WORK TO BE COMPLETED
Each entry must be given again exactly; images do not belong in the copy.

INFORMATION GIVEN
-- -- --
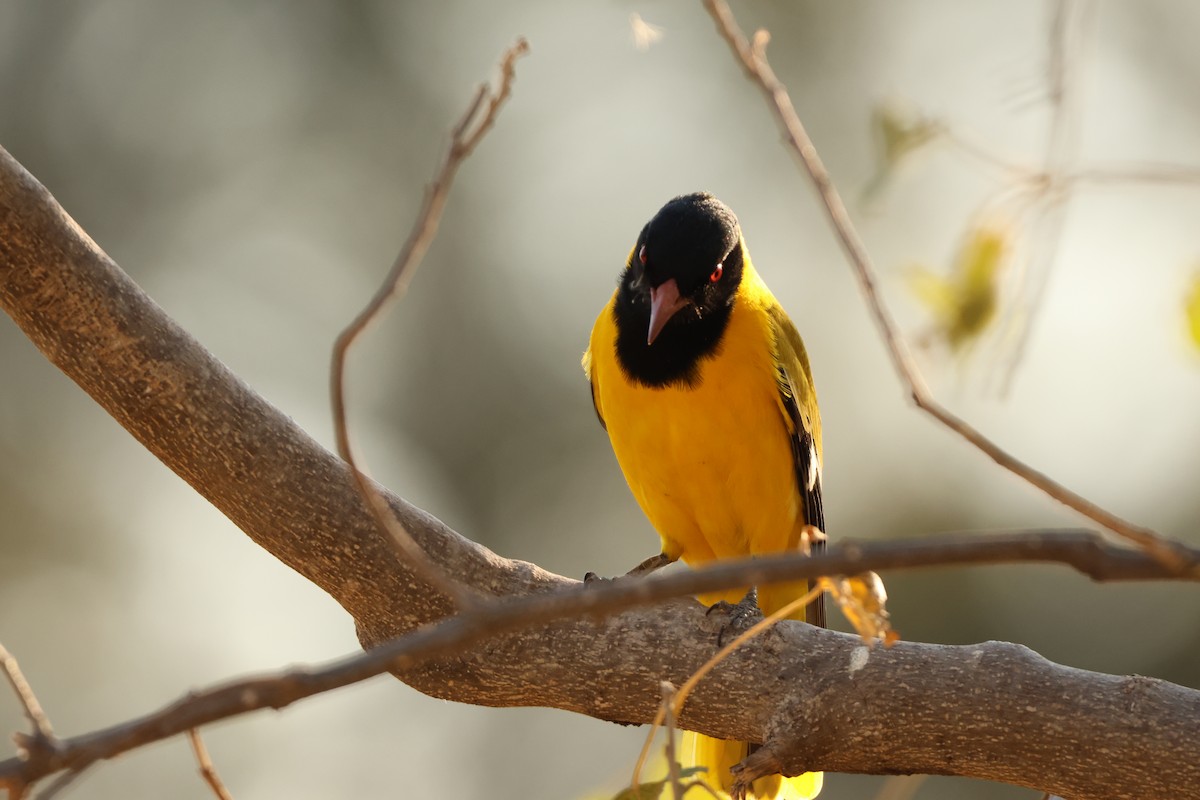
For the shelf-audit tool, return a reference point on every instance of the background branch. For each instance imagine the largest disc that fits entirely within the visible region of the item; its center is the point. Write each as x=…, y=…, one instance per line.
x=753, y=56
x=597, y=659
x=299, y=501
x=478, y=119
-- -- --
ANSWER TO THE EXERCISE
For the shelf-audit tool, return a reference point on every instance of the background branch. For each instance imagine the largest disc that fits entirely within the visible region of the item; its center is the point. Write each as x=…, y=…, one instance per line.
x=753, y=56
x=597, y=659
x=299, y=501
x=478, y=119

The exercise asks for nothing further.